## start Selected text
Thomas Leslie Holcomb v. A.I. Murphy, Warden, and Attorney General of the State of Oklahoma

701 F.2d 1307

Thomas Leslie HOLCOMB, Petitioner-Appellant,
v.
A.I. MURPHY, Warden, and Attorney General of the State of
Oklahoma, Respondents-Appellees.

No. 82-1549.

United States Court of Appeals,
Tenth Circuit.

March 9, 1983.

Thomas Leslie Holcomb, pro se.

Jan Eric Cartwright, Atty. Gen., and Patricia M. Gerrity, Asst. Atty. Gen., State of Oklahoma, Oklahoma City, Okl., for respondents-appellees.

Before SETH, Chief Judge, and McKAY and LOGAN, Circuit Judges.

LOGAN, Circuit Judge.

1

This three-judge panel has determined unanimously that oral argument would not be of material assistance in the determination of this appeal. See Fed.R.App.P. 34(a); Tenth Cir.R. 10(e). The cause is therefore ordered submitted without oral argument.

2

Petitioner Thomas L. Holcomb, a state prisoner, appeals the judgment of the United States District Court for the Western District of Oklahoma dismissing his petition for a writ of habeas corpus. Petitioner raised eight grounds in his petition. He contended that: (1) the trial court erred in allowing FBI Agent Thomas Zapata to relate hearsay observations concerning the FBI investigation of petitioner's case; (2) the trial court erred in failing to suppress evidence obtained pursuant to an allegedly unlawful identification procedure; (3) the conviction was obtained by the knowing use of perjured testimony; (4) the prosecution suppressed evidence that was favorable to petitioner; (5) the trial court erred in denying a discovery motion; (6) petitioner was denied his right to counsel during the identification procedure; (7) petitioner was denied effective assistance of counsel during trial and on appeal; and (8) petitioner was denied the rights of appeal and of postconviction relief by the public defender's office. The district court concluded that the assignments of error were without merit and dismissed the petition.
## end Selected text
## start Supplied entries
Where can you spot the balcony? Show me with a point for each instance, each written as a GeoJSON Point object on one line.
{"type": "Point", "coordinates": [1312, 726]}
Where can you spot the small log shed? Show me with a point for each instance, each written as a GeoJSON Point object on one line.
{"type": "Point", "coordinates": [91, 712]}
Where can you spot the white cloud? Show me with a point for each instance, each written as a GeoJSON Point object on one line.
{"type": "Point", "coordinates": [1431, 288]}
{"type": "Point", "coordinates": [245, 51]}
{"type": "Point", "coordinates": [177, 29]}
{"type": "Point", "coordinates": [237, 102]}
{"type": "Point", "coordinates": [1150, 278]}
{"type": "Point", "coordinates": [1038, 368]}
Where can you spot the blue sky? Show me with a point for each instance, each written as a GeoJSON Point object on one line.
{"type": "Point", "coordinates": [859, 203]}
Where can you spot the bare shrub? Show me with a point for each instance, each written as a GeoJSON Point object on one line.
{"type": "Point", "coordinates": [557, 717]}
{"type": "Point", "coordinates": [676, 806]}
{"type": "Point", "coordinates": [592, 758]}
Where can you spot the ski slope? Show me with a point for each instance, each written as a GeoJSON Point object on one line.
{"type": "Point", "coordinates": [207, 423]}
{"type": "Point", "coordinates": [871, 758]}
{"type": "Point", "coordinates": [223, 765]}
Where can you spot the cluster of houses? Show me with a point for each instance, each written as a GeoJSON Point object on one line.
## end Supplied entries
→ **Stated task**
Copy the passage of the court opinion between "March 9, 1983." and "Okl., for respondents-appellees.", inclusive, substituting "without counsel" for "pro se".

→ **Exercise output**
March 9, 1983.

Thomas Leslie Holcomb, without counsel.

Jan Eric Cartwright, Atty. Gen., and Patricia M. Gerrity, Asst. Atty. Gen., State of Oklahoma, Oklahoma City, Okl., for respondents-appellees.